* START *

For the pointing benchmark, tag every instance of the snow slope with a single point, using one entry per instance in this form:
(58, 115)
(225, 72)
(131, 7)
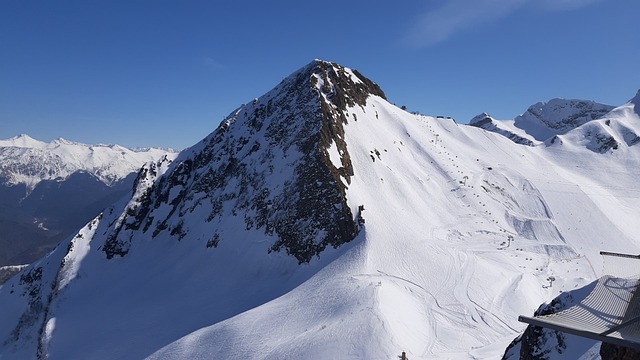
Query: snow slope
(451, 232)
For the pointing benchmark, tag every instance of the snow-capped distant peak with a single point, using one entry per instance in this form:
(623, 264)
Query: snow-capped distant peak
(23, 140)
(481, 118)
(24, 160)
(544, 120)
(636, 103)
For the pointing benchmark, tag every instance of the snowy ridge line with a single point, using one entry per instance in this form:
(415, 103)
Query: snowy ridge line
(321, 221)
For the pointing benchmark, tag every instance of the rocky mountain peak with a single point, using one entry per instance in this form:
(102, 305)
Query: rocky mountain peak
(267, 164)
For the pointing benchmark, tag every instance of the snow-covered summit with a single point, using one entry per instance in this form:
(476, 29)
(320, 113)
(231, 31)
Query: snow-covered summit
(544, 120)
(24, 160)
(321, 221)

* END *

### WHAT IS EXPECTED
Please reproduce the stretch of rows from the line containing "For the pointing benchmark, tag every instance of the snowy" through the end of the rows above, character for character, and output nothing else.

### ANSWER TO THIS TASK
For the pointing benchmark, tag every instance of the snowy ridge line with a single point, using one entry per instance in this form:
(415, 103)
Query: snowy ridge line
(321, 221)
For the pointing benchmark, tag every instance of the rocky mountain peak with a single point, using one entry per instance in this form:
(102, 305)
Query: rocky mountain peak
(267, 164)
For the pointing benchmark, tag every instance of the snow-covered summit with a single point, using one entry per instance in this form:
(476, 29)
(320, 113)
(231, 31)
Query: snow-covered summit
(544, 120)
(24, 160)
(321, 221)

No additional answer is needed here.